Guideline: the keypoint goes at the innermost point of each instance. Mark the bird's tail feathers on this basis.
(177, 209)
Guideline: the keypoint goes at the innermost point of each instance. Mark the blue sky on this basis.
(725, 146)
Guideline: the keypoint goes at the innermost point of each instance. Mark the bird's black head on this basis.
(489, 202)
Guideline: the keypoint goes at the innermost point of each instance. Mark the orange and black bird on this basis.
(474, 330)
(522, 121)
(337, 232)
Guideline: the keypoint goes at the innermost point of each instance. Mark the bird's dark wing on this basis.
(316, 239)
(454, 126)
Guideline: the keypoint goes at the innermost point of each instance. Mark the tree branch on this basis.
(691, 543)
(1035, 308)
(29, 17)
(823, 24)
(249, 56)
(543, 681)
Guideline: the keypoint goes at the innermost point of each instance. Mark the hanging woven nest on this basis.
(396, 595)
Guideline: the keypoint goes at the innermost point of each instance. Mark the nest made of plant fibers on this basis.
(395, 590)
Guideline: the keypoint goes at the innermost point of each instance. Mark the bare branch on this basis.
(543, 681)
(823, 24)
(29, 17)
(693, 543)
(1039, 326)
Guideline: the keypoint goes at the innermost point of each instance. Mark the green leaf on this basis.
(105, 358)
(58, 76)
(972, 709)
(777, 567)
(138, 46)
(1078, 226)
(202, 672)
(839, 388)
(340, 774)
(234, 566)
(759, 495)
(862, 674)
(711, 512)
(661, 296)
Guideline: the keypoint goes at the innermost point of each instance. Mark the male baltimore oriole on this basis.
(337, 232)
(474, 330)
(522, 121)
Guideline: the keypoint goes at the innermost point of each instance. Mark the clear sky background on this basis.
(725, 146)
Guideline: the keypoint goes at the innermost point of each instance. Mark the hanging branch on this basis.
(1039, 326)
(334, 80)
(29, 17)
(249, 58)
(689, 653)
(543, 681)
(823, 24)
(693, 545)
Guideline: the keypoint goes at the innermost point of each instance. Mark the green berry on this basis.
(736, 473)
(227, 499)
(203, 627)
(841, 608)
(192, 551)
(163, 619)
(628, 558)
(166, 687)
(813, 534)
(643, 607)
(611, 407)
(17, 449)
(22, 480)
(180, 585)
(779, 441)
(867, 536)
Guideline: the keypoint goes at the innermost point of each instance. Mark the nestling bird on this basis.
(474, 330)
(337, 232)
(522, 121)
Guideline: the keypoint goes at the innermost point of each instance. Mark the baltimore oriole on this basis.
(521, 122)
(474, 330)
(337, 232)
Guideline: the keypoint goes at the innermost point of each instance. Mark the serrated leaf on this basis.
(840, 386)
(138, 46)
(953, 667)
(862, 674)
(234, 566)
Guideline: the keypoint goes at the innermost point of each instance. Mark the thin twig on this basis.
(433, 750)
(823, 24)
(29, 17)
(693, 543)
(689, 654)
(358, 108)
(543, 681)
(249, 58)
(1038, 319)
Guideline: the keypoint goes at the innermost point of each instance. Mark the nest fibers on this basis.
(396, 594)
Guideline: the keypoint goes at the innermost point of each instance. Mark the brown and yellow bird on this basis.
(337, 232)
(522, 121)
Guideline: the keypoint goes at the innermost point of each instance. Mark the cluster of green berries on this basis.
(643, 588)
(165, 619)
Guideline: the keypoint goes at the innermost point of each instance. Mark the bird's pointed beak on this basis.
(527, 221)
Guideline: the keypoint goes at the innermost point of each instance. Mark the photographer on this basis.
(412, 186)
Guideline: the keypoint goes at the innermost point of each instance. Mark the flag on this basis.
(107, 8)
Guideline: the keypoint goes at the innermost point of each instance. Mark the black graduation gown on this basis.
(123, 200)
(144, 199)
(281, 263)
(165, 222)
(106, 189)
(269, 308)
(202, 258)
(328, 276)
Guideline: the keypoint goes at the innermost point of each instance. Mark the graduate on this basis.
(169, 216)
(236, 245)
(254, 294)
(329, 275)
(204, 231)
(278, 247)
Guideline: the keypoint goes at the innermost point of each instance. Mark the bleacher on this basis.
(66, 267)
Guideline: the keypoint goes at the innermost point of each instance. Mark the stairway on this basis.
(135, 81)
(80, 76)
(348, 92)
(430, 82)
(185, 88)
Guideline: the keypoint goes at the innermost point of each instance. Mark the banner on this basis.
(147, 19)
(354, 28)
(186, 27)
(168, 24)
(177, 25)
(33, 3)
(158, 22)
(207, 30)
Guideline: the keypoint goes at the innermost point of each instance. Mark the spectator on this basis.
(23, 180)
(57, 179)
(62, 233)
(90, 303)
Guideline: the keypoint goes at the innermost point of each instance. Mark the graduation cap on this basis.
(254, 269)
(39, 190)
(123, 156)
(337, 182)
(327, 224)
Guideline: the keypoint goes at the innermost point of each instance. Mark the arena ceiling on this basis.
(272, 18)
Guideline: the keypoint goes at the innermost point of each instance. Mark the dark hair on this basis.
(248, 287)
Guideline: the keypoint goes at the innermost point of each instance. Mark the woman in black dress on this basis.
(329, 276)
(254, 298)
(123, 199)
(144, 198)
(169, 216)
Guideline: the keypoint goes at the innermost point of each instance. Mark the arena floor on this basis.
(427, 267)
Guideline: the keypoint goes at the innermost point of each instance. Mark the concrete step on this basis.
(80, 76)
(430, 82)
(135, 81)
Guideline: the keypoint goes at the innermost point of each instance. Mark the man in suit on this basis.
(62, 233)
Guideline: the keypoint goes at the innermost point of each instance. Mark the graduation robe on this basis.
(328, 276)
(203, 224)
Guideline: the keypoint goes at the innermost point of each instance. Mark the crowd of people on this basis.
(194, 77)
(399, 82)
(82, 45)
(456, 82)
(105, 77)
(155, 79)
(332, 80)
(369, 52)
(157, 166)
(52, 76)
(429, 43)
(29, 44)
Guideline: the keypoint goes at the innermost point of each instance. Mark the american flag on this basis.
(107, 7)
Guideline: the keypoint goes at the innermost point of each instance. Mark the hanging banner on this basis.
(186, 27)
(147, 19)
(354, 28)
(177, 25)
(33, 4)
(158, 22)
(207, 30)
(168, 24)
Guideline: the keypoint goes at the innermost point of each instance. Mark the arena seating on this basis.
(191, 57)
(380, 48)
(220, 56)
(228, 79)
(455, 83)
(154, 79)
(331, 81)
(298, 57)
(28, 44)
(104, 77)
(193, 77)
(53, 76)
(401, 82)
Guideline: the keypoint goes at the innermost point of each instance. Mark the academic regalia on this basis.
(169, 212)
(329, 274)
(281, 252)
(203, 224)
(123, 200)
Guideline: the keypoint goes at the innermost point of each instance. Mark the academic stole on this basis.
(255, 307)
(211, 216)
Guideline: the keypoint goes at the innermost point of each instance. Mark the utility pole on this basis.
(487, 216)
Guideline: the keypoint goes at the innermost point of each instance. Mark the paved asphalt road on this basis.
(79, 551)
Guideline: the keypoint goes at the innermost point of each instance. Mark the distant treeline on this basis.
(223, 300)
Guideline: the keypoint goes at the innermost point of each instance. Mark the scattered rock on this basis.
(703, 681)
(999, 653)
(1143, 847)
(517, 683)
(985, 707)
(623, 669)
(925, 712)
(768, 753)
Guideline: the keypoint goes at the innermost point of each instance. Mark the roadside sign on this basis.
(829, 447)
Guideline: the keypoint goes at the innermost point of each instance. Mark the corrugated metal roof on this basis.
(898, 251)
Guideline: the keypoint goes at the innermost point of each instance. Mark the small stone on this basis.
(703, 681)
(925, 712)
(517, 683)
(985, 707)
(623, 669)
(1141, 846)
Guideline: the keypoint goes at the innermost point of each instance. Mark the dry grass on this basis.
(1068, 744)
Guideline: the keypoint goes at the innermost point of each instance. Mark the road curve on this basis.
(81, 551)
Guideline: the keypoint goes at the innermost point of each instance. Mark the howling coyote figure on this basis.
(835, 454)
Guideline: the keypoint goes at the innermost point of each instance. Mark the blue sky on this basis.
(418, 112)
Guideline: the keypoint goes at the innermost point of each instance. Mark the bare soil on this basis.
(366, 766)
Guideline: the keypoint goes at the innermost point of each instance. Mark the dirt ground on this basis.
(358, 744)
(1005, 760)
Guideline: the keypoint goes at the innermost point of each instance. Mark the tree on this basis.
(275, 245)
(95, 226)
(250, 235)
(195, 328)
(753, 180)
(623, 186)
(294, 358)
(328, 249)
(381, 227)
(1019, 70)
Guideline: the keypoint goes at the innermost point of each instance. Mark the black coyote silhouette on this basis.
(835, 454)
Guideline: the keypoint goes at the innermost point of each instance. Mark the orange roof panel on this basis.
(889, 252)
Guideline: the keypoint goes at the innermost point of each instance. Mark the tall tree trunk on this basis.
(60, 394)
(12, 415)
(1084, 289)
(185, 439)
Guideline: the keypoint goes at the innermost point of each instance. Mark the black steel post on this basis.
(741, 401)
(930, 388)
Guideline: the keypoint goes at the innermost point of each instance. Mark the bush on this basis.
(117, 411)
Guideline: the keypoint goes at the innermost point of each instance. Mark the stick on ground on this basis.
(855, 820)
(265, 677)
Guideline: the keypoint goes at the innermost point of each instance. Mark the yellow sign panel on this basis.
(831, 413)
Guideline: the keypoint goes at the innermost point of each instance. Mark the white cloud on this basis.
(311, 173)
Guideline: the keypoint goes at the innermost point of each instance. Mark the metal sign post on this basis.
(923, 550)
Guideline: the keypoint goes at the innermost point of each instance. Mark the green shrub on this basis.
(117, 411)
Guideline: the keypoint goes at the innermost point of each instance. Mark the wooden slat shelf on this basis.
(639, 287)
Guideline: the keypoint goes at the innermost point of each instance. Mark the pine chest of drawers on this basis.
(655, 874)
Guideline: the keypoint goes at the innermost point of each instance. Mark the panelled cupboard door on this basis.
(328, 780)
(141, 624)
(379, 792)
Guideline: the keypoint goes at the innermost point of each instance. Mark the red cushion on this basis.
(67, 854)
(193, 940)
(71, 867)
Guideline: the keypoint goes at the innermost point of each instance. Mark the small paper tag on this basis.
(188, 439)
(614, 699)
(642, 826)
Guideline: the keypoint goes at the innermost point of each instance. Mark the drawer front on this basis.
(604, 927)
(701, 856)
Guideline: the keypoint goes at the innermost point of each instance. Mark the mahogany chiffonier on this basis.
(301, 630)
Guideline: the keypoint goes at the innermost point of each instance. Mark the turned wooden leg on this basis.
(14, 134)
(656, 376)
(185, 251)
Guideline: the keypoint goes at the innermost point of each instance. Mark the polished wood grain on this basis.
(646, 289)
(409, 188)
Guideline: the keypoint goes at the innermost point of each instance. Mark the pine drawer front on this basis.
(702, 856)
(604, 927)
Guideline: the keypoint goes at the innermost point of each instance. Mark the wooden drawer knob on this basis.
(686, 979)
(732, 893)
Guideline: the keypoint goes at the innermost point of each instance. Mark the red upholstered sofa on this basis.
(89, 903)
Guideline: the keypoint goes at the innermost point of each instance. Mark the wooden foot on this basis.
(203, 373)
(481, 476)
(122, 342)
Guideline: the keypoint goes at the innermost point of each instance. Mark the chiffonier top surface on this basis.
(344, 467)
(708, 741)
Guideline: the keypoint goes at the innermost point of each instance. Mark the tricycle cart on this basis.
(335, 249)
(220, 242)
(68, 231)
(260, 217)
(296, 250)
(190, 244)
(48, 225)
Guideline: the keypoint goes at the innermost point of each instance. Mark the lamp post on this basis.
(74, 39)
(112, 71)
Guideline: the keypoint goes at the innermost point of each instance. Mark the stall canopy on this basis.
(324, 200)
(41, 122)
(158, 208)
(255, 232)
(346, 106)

****************

--- YOUR TASK ---
Starting at the line that holds "knob on this basis.", set down each line exactly through the last line of the records above, and no others.

--- ANSWER BOX ---
Guideline: the keypoint goes at the innermost point of each instance. Mark the wooden drawer knob on this basis.
(686, 979)
(732, 893)
Guideline: the keypoint goes at the innermost point of each instance. Mark the red upholstered sofa on this basis.
(89, 903)
Guideline: the keypoint goes at the innermost point of each instance. Mark the wooden foot on this basis.
(203, 373)
(481, 476)
(122, 342)
Guideline: the keypoint goes at the innermost point of each instance. Mark the chiffonier top surface on this basis.
(344, 467)
(708, 741)
Guideline: the keypoint goes at the innermost point of each instance. Mark the tricycle cart on this basis.
(335, 249)
(220, 242)
(68, 231)
(260, 217)
(296, 250)
(190, 244)
(48, 225)
Guideline: the keypoint goes at the innermost point of each instance. Mark the lamp post on this basis.
(74, 39)
(112, 71)
Guideline: the keypoint goes at the innermost point of each instance. Mark the stall canopy on this basis.
(324, 200)
(41, 122)
(158, 208)
(255, 232)
(346, 106)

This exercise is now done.